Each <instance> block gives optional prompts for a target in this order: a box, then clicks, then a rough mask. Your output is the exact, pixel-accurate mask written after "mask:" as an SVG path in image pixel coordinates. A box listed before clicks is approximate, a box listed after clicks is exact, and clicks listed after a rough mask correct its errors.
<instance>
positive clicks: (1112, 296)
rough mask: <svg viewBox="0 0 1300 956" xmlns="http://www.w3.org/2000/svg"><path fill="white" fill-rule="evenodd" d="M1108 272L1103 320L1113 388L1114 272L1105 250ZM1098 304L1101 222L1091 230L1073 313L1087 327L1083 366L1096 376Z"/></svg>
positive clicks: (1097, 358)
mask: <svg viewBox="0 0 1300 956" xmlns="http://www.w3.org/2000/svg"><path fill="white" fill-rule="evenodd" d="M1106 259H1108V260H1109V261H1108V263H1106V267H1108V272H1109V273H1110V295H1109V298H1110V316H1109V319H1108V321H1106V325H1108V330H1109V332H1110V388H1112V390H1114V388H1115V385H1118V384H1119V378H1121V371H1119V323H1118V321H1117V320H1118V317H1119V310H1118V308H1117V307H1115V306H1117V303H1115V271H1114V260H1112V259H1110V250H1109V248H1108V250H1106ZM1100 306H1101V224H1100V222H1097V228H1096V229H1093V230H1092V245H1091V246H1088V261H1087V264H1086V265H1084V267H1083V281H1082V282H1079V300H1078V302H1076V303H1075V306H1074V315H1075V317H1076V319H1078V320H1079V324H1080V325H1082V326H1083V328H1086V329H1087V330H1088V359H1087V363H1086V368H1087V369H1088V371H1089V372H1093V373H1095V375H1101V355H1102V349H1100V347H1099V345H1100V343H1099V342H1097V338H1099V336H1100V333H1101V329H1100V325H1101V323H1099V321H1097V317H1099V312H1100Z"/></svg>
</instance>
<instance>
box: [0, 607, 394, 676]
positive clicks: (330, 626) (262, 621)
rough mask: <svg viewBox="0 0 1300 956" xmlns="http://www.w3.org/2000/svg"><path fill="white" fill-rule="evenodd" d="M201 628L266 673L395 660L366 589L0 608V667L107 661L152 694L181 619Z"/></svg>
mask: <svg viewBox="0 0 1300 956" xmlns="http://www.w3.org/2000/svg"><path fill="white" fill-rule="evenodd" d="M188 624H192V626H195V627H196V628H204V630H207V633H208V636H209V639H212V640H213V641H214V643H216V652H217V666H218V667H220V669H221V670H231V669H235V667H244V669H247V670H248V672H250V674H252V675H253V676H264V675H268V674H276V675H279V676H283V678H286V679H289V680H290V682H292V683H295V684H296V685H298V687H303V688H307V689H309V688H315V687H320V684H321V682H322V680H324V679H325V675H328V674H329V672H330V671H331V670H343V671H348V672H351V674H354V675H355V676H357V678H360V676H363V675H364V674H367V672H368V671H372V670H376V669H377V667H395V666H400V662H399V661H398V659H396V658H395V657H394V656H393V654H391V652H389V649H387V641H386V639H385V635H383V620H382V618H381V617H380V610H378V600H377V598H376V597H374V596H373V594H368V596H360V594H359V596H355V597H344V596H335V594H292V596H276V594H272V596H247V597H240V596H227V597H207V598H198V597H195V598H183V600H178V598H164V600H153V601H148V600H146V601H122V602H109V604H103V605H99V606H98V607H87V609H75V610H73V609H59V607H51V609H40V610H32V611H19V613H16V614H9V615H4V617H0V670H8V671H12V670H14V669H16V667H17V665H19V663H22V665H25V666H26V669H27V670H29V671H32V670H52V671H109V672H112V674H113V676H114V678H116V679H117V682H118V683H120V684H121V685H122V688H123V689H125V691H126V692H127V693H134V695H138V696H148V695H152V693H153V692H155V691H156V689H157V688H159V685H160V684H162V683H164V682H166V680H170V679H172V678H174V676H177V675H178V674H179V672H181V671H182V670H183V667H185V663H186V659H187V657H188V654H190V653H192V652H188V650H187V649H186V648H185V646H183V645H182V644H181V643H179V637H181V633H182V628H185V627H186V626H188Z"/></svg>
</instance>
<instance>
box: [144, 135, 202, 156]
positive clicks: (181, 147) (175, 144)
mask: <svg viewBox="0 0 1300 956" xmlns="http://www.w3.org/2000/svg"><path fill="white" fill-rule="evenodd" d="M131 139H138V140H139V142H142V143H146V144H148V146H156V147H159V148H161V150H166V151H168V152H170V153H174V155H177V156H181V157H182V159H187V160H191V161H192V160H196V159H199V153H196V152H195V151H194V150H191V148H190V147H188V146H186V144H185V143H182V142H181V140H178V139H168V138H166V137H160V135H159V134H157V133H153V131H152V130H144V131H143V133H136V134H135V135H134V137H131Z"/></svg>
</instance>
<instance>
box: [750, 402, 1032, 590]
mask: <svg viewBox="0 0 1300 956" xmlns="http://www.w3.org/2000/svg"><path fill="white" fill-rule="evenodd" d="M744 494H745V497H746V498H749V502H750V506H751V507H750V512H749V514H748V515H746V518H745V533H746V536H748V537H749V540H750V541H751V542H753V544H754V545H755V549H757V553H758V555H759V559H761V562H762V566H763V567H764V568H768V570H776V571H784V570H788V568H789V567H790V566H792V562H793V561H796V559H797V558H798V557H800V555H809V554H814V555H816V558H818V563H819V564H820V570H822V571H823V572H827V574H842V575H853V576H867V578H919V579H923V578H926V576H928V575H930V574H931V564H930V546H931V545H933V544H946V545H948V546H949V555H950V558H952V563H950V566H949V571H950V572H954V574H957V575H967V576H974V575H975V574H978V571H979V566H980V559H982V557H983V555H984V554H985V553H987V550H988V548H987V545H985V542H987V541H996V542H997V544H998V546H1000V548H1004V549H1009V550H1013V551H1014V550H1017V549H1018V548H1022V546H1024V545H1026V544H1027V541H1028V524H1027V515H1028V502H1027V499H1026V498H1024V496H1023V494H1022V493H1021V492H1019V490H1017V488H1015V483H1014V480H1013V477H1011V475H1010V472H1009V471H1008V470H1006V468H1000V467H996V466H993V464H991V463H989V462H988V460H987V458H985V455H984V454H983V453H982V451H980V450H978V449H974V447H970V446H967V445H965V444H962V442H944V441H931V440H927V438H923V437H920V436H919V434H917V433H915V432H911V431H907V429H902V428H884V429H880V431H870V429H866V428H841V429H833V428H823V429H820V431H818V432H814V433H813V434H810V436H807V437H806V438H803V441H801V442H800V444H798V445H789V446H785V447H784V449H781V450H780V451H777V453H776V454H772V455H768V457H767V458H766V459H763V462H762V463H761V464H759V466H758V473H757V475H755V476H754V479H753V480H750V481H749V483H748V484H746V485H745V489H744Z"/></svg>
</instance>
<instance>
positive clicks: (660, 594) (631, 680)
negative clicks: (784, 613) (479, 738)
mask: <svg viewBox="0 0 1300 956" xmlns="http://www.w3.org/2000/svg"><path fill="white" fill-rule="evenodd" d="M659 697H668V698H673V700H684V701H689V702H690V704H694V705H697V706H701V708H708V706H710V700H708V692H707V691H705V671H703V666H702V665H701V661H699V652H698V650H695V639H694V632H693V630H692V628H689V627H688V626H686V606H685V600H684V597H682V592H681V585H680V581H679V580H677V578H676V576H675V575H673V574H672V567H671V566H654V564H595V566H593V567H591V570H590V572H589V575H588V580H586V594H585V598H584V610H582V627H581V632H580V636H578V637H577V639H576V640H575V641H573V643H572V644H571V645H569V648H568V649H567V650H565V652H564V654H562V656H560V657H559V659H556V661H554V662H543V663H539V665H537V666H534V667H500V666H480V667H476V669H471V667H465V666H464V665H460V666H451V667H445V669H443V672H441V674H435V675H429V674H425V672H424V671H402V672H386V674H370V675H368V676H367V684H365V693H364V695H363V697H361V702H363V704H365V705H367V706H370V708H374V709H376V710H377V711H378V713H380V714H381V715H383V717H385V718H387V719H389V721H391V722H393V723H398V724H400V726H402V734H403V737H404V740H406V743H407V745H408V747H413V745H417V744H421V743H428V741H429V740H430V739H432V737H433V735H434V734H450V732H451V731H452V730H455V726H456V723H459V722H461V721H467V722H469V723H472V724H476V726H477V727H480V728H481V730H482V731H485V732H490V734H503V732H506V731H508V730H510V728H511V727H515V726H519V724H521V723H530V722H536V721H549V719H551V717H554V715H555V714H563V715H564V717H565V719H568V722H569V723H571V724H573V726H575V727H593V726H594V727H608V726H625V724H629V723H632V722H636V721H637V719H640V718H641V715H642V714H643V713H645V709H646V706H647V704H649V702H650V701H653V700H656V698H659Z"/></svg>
■ ■ ■ ■ ■ ■ ■
How many lines in the entries above contain the word "rough"? Reply with the number alone.

# [RESPONSE FOR THIS EXERCISE]
3